(Collection entries)
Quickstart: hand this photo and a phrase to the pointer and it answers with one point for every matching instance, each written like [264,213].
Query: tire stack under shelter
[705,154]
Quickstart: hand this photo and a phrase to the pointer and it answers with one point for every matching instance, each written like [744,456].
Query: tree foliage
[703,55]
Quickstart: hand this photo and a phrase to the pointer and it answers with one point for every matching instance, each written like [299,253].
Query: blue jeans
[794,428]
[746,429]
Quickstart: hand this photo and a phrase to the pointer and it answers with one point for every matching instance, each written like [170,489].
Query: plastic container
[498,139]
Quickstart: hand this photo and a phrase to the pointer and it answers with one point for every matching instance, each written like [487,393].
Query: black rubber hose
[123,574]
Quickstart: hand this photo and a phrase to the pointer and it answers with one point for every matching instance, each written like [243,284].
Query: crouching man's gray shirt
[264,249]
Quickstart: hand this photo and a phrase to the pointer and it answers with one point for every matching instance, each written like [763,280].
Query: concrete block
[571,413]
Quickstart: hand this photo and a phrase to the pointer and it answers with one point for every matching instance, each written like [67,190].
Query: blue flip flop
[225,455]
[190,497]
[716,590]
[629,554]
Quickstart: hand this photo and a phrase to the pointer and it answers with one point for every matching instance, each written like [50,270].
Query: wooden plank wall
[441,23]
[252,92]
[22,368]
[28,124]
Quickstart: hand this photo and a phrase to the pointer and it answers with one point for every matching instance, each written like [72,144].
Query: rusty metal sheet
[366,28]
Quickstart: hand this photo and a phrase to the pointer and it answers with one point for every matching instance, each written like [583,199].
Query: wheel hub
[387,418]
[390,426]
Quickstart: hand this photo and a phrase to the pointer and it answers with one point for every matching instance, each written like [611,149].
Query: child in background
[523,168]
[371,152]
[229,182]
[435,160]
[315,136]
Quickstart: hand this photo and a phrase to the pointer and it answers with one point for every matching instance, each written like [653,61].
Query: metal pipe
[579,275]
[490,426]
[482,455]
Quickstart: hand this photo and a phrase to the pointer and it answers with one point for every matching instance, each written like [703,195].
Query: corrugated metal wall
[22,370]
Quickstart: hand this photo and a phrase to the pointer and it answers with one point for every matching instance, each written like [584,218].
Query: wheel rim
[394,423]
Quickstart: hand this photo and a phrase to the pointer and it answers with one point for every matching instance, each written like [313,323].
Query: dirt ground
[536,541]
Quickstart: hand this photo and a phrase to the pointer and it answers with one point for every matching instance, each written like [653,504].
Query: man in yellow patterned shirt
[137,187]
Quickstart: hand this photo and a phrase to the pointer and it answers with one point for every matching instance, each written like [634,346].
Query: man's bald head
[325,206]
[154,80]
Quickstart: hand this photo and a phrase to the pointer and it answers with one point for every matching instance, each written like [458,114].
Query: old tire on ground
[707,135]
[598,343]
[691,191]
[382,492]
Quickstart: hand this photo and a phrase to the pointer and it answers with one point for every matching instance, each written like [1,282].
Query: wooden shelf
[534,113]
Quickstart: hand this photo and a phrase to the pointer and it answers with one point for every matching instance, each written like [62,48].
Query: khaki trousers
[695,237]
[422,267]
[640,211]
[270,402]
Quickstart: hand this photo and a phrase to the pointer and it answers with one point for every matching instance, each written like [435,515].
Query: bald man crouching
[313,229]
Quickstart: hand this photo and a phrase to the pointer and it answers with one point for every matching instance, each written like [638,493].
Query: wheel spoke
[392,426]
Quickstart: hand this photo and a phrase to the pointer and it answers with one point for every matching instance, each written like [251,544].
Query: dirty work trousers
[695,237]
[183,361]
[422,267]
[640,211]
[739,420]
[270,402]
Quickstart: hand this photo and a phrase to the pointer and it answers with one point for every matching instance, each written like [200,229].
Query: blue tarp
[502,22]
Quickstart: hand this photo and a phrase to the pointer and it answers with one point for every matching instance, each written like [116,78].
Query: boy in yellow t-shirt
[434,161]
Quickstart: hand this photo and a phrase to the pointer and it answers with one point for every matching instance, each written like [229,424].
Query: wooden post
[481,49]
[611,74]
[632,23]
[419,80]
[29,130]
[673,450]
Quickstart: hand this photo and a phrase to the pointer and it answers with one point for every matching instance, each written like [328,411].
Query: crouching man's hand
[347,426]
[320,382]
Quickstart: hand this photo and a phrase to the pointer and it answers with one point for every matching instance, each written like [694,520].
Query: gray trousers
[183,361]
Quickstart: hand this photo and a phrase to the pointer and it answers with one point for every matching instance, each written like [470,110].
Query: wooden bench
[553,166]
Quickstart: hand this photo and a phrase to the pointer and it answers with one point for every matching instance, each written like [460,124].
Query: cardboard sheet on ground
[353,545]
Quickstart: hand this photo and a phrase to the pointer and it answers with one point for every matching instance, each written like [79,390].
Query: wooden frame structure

**WORK REQUEST**
Only those lines of the entries above that run from the line containing "written like [116,78]." to the line containing "written like [460,124].", both included, should be transcribed exactly.

**EXERCISE RESPONSE**
Quickstart: hand this photo and a phrase to the pointer and it answers with one point for every matching instance, each written like [116,78].
Query: boy in yellow t-shirt
[434,161]
Quickstart: hand this photo and a phrase to the pointer and it answers with one point for every matching instance, each written like [229,424].
Query: wooden post
[481,49]
[611,74]
[632,23]
[419,80]
[29,130]
[673,450]
Quickstart: hand this photo and a phrase to the pointer and it answers with one point for every matching instance, each written like [328,411].
Query: crouching man's hand
[347,426]
[320,382]
Quickstart: hand this photo and a phrase to the pointer and it answers with one point for every matching instance, each written like [694,520].
Query: gray trousers
[183,361]
Quickstart: hand this photo and a phrase to the pointer and it answers with one point for every matching instance, each written like [470,110].
Query: wooden bench
[553,166]
Quickstart: hand this photo and a phrase to the pointer and it answers with one point for every matching instance, each written like [460,124].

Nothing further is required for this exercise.